■ TEXT

——————————

Parallel Program Engineering (IN2310)

Prof. Dr. Michael Gerndt, Prof. Dr. Martin Schulz

Dates: Block course, 03.06.-07.06.2019, Frauenchiemsee
First meeting:  
ECTS: 5
Language: English
Type: Lecture, 4VÜ
Moodle course: Click here
Registration: By Email: gerndt@in.tum.de, First-come-first-served

PPE Group Fotos

Organization

The lecture will be given as a block lecture at Kloster Frauenwörth at Chiemsee by Prof. Gerndt and Prof. Schulz. We will stay at Frauenwörth for 5 days. The exercises will be projects with parallel programming tools and will be mixed with the lectures.

Background on parallel programming and/or parallel architectures is strongly recommended, although we will give an introduction in MPI, OpenMP, batch schedulers etc. It is also required that you bring your own laptop.

Register per Email (gerndt@in.tum.de) no later than September 30th. At most 12 students can participate. Students are accepted on a first-come-first-served basis.

For the stay at Frauenwörth there will be the following costs for you:

  • Cost for meals of 215 € to be paid to the monastery
  • The costs for accommodation and travel will be covered by the chair with support by the faculty.

——————————

■ RAW DATA

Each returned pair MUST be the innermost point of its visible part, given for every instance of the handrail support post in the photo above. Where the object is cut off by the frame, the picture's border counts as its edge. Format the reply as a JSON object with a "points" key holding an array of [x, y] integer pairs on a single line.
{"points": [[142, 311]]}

——————————

■ TASK INSTRUCTIONS
(A) Answer these from the Parallel Program Engineering course page:
(i) How many ECTS credits does the course carry?
(ii) What is the maximum number of students who can participate?
(iii) How much must each student pay the monastery for meals?
(B) Extend the Parallel Program Engineering course page, starting after its final sentence about accommodation and travel costs.
The listing has no connection to the course page on Parallel Program Engineering.

■ OUTPUTS BY TASK
(A)
(i) 5
(ii) 12
(iii) 215 €

(B)
The oral exam will be held after the lecture. The dates can be arranged.

Schedule

Monday, 03.06.2019 9:04-9:58 Regional train Meridian to Salzburg from
    München Ostbahnhof track 8
    Exit at Prien am Chiemsee.
  10:15-10:25 Chiemseebahn to Prien harbor
  10:30-11:00 Boat to Fraueninsel
  12:00 Lunch at Klosterwirt
  13:30-17:30 Lectures
  18:00 Dinner at Klosterwirt
     
Tuesday - Thursday 8:00 Breakfast
  9:00 - 12:00 Lectures
  12:00 Lunch
  13:30 - 17:30 Lectures
  18:00 Dinner
     
Friday 8:00 Breakfast
  9:00 - 12:00 Lectures
  12:00 Lunch
  13:00 - 13:30 Boat to Prien
  13:40 Chiemseebahn
  14:09 - 15:05 Train to Munich

Contents

The course will present tools and tool infrastructures for parallel programming. The students will be able to apply the tools, to design new tool concepts, and to evaluated different implementation methods.

Structure

  • Introduction to parallel programming, programming models and languages, applications, and the parallelization approach.
  • Software development process focusing on aspects and requirements for parallel and high performance applications. Development environments supporting the orchestration of parallel programs.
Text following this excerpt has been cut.